╔══

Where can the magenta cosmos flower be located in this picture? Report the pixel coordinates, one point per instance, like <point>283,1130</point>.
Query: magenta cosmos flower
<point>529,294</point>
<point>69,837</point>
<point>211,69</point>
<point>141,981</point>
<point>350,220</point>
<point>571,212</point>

╚══

Give every entry back exactly as it was written above.

Where can the magenta cosmos flower be located in this picture? Report the pixel coordinates, one point per instance, like <point>283,1130</point>.
Query: magenta cosmos flower
<point>529,294</point>
<point>69,837</point>
<point>211,69</point>
<point>141,981</point>
<point>350,220</point>
<point>571,212</point>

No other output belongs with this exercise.